STATED TASK
Reproduce every entry below word for word, omitting the picture.

^^^^^^^^^^^^^^^^

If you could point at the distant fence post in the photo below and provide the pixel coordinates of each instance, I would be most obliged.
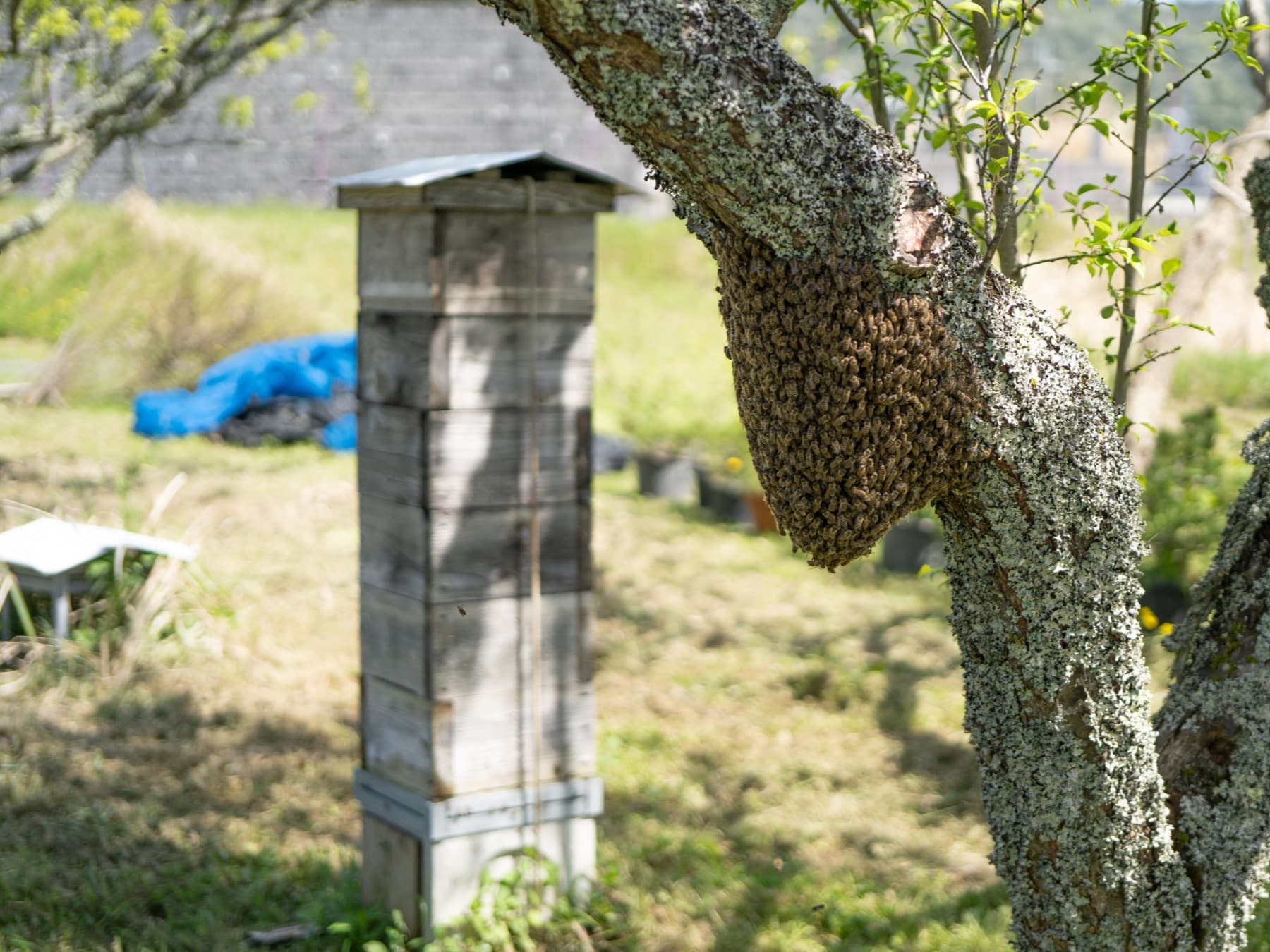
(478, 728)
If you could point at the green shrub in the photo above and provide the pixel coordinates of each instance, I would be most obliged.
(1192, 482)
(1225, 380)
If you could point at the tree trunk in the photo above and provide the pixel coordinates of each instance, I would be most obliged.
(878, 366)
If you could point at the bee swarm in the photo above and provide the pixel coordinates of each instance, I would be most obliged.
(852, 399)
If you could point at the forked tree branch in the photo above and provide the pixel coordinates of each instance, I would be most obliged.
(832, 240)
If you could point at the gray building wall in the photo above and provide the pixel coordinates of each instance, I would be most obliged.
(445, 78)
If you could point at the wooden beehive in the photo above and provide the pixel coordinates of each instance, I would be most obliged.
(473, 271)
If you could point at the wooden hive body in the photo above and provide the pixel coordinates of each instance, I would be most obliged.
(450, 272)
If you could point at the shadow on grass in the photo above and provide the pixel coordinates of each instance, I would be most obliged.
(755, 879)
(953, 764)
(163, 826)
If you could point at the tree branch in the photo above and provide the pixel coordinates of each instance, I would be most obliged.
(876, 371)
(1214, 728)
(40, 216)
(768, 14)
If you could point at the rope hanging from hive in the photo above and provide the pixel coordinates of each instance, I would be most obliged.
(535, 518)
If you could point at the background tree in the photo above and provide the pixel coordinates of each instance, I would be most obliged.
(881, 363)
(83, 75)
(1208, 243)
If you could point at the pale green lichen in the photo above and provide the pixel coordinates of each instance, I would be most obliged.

^^^^^^^^^^^^^^^^

EXPECTED ANSWER
If you could point at the distant fence post in the photo below and provide the pixel coordinates of each instance, I would be most obliged.
(478, 728)
If you could point at the green shrub in the photo above and provide the pixel coordinates of each instance, I would be most obliged.
(1192, 482)
(1225, 380)
If you could point at the tree trunk in the photo above and provide the pixel coordinates of each instance, I would be most obliged.
(878, 366)
If you could point at the bee swarm in the photo above and provide the pixel coordinates of each instance, I would be most obliged.
(852, 399)
If you could point at the forked tree branch in the photo above and provide the pixel coordinates of each instance, I would be most obliged.
(832, 240)
If you could point at the gray building wall in the photo above and provide the pixel coordinates of each instance, I would be most obliged.
(445, 78)
If you could point at the wooden beehive in the photo above and provide the pixel coordinates of each instance, I would be most obliged.
(473, 271)
If you could point at the wooden hive body in the photo above and provide the pixel coordinates of each instance, I would be most obliged.
(450, 272)
If you could point at the shadow on grass in the photo above and provide the pixel coordinates of each instance, I would be most obliged.
(755, 879)
(953, 764)
(163, 826)
If you could point at the tree branch in the photo above and provide the pixel coordinates of each instance, I would be most obliged.
(876, 371)
(1214, 728)
(40, 216)
(768, 14)
If you could point at the rope hanging from hive in the photo above and provide the pixel coordinates of each instance, I would be most obliged.
(535, 518)
If you could point at the background tree in the photo above and provide the pixel coordinates of each instance, I would be most obliged.
(881, 363)
(83, 75)
(1208, 243)
If you could point at the pale green lichen in the photo above and provide the pixel coordinates of each instance, I would be most obliged.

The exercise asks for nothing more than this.